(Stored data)

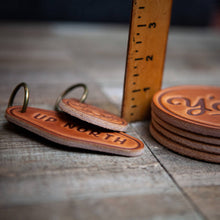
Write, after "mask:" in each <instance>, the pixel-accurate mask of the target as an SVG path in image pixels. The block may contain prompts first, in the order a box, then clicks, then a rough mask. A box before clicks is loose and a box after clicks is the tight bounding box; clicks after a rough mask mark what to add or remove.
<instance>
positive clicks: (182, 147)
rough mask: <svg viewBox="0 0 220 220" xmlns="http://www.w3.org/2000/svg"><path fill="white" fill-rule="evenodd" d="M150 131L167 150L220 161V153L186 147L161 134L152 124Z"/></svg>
mask: <svg viewBox="0 0 220 220" xmlns="http://www.w3.org/2000/svg"><path fill="white" fill-rule="evenodd" d="M150 133H151V135H152V136H153V137H154V138H155V139H156V140H157V141H158V142H159V143H160V144H161V145H163V146H165V147H166V148H168V149H169V150H172V151H174V152H176V153H179V154H181V155H184V156H187V157H190V158H194V159H197V160H203V161H206V162H212V163H220V155H218V154H217V155H215V154H211V153H206V152H202V151H197V150H192V149H191V148H188V147H186V146H184V145H181V144H178V143H176V142H174V141H172V140H170V139H168V138H167V137H165V136H163V135H162V134H160V132H158V131H157V130H156V129H155V128H154V127H153V125H152V124H151V125H150Z"/></svg>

EXERCISE DIRECTIONS:
Each line of the entries above that includes "instance" counts once; state how many such lines there are, with the number as the only answer.

ANSWER TO THE EXERCISE:
2